Given exercise: Copy the listing from its start through the line containing "(45, 179), (140, 328)", offsetting every bounding-box coordinate by adding 118 to it. Keep all other lines and numbers as they are.

Entries taken from a collection
+++

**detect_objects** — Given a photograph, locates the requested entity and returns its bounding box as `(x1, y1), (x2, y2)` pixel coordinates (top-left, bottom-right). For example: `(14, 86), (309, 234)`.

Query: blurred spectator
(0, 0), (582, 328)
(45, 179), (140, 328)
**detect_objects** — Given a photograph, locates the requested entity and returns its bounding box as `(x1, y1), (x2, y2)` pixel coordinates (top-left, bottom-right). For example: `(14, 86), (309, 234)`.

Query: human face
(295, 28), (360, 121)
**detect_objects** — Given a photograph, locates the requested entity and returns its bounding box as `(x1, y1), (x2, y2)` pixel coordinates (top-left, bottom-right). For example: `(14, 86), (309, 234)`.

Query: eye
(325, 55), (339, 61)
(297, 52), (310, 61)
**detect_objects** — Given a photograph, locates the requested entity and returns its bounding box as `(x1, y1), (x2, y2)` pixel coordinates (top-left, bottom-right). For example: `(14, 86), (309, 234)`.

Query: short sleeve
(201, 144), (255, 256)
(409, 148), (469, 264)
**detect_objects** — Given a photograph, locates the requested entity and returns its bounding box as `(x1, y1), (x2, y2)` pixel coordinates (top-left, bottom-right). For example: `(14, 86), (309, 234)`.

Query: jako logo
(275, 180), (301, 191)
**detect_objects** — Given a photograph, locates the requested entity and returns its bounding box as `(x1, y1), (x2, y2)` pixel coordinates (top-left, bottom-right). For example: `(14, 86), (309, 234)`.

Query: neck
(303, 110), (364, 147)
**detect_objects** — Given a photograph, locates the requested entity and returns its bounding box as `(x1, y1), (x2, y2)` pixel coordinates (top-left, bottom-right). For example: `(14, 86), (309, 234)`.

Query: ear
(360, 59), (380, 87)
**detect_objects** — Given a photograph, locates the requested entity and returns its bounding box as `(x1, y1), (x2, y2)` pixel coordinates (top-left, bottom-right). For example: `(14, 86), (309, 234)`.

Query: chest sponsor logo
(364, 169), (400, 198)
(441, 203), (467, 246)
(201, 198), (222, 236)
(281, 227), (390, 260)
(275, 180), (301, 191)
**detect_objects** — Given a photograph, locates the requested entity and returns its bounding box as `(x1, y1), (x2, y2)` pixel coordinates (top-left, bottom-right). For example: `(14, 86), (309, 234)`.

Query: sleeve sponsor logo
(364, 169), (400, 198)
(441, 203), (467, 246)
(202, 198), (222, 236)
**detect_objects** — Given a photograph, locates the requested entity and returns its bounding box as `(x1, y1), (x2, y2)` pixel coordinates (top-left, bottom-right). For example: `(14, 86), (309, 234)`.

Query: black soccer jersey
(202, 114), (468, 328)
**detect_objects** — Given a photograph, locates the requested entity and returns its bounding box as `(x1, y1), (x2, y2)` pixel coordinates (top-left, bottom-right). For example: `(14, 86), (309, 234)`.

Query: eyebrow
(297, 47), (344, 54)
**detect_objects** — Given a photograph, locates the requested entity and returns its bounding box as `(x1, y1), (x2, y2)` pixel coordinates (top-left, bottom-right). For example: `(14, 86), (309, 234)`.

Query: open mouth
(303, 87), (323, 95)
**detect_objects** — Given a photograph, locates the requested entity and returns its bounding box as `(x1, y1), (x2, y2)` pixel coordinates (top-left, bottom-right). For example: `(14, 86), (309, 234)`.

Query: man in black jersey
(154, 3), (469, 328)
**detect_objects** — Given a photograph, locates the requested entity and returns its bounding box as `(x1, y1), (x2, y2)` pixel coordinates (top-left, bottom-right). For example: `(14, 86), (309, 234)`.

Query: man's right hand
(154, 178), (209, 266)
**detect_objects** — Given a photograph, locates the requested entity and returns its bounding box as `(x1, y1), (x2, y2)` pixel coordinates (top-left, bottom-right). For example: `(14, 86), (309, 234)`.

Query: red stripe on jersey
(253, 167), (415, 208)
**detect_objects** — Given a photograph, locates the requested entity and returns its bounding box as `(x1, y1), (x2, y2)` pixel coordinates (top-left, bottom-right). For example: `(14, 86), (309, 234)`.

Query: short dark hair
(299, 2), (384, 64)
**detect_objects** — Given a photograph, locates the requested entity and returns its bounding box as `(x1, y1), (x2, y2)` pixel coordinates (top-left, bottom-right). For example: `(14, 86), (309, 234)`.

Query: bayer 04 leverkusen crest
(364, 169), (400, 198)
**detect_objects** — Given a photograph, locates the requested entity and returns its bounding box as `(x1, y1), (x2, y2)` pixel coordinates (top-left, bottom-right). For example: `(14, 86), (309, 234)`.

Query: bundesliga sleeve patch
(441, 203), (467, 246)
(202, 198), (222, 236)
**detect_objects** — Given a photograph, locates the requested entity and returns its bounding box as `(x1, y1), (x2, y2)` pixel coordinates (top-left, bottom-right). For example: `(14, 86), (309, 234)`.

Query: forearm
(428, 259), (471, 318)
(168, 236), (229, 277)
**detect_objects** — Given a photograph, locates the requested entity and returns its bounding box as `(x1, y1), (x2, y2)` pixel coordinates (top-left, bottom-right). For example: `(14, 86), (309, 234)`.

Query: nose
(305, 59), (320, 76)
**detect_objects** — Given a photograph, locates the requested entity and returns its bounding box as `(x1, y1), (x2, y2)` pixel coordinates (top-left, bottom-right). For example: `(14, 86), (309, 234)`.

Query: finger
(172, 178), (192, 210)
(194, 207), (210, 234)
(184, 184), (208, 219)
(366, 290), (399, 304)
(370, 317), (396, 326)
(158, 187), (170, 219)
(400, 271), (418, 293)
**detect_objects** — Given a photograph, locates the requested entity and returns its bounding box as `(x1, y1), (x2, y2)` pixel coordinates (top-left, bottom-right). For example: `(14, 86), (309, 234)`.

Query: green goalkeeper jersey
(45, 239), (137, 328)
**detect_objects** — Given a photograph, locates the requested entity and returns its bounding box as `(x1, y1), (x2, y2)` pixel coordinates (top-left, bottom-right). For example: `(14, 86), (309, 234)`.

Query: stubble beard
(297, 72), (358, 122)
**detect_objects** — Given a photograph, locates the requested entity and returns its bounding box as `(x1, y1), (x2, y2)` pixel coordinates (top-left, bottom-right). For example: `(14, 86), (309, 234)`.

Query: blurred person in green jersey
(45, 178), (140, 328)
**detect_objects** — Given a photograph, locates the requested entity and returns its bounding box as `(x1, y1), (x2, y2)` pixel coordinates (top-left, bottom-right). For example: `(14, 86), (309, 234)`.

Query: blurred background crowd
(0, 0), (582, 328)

+++

Correct answer:
**detect_objects** — Given a photograph, locates the requested entity and returns its bounding box as `(x1, y1), (x2, y2)` pixel coordinates (top-left, bottom-right). For example: `(14, 86), (309, 234)`.

Query: blurred spectator
(118, 118), (700, 446)
(163, 297), (258, 446)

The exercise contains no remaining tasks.